» **To do**: Print the listing word for word from the line with "TARGET = green leaf" up to and including the line with "x=927, y=649". Leave the picture out of your answer.

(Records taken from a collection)
------------------------

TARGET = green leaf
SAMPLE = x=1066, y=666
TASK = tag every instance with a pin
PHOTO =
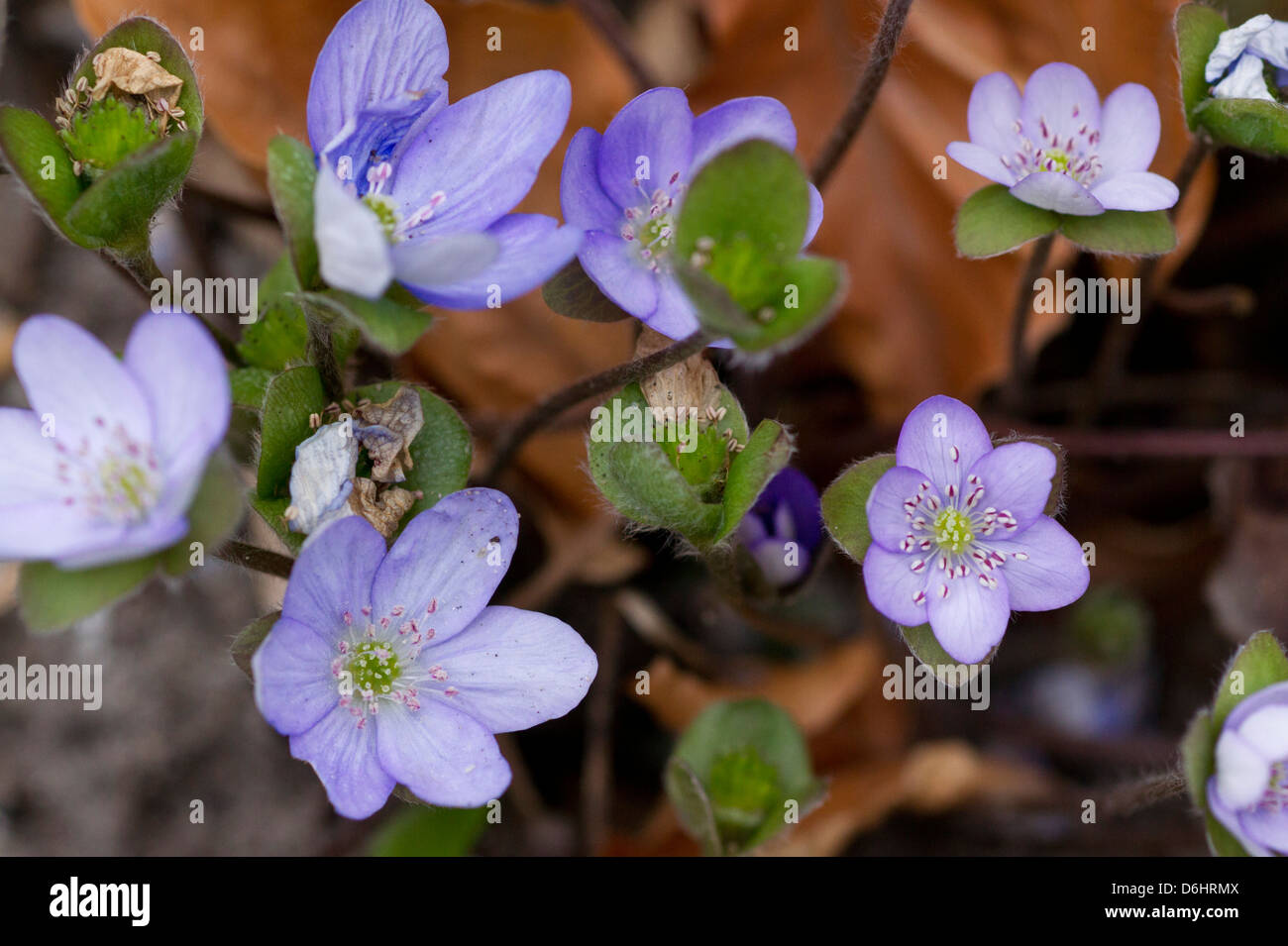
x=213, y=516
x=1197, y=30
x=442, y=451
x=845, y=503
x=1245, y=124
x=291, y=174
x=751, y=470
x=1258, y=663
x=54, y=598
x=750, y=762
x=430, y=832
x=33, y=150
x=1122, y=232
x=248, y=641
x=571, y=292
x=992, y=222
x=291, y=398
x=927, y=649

------------------------

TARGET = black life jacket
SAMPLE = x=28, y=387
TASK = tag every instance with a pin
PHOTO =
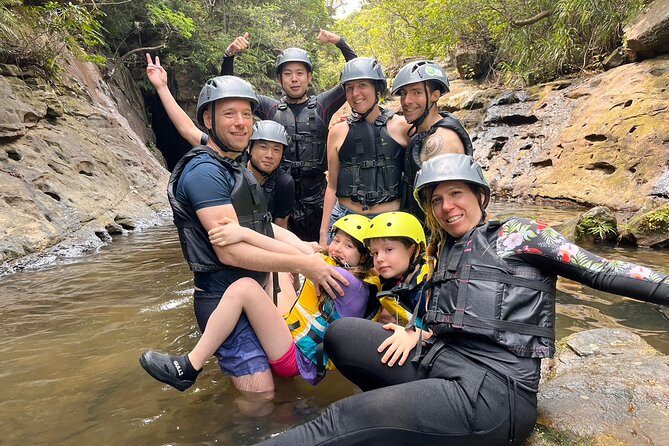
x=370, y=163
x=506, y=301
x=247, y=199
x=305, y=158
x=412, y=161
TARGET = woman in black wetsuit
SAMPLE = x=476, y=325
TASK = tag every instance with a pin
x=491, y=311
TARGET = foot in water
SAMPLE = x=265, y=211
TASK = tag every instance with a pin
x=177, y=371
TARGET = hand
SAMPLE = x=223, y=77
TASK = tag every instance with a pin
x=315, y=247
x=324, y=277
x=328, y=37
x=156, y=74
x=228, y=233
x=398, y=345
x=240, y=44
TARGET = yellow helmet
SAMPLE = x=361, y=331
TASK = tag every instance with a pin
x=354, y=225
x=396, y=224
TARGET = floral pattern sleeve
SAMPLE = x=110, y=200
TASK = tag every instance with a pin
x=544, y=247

------------------------

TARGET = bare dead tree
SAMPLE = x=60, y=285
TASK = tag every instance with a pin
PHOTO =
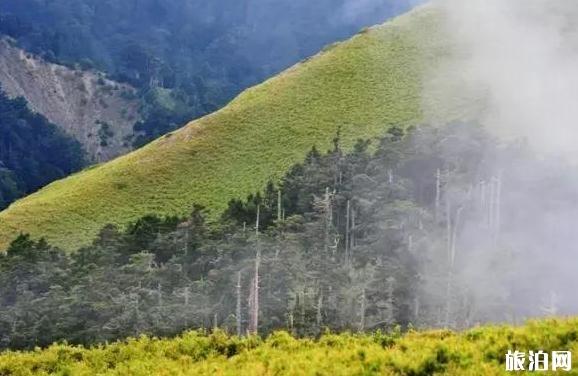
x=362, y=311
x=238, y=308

------------------------

» **Task output**:
TARGET = green leaf
SAMPLE = x=1066, y=666
TASK = tag every instance with a pin
PHOTO =
x=213, y=516
x=1197, y=30
x=442, y=451
x=845, y=503
x=1245, y=124
x=291, y=174
x=751, y=470
x=1258, y=663
x=54, y=598
x=750, y=762
x=430, y=832
x=33, y=150
x=1122, y=232
x=248, y=641
x=571, y=292
x=992, y=222
x=291, y=398
x=927, y=649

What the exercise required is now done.